Aim |
Please count the lines in the material below that contain the string "stone", treating uppercase and lowercase as different, and reply with the number alone.
┌────────
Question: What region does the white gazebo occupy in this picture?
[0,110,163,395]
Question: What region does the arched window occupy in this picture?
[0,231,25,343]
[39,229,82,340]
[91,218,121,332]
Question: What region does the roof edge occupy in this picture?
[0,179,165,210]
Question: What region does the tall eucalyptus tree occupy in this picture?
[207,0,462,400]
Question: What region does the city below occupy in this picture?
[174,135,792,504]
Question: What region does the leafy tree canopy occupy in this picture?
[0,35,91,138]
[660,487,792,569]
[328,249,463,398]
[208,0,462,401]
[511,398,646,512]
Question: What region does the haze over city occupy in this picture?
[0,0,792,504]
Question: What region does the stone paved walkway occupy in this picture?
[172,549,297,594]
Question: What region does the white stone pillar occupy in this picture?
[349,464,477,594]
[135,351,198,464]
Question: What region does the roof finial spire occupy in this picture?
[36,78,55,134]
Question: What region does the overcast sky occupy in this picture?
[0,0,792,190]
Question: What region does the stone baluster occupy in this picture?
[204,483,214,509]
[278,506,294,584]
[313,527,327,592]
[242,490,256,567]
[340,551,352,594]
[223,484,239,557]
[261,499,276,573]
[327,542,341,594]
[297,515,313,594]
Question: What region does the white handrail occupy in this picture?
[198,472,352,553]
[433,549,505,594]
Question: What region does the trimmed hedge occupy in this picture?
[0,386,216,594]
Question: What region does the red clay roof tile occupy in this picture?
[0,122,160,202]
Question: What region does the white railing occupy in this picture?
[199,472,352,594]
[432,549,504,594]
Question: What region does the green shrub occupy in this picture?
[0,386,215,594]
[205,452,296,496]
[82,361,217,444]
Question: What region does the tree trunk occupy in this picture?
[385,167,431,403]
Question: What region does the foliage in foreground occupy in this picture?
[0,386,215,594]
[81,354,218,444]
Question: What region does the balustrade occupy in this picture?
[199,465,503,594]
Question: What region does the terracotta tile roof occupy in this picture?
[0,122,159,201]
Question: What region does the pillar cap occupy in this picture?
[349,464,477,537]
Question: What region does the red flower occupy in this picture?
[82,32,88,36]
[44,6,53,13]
└────────
Written reply |
3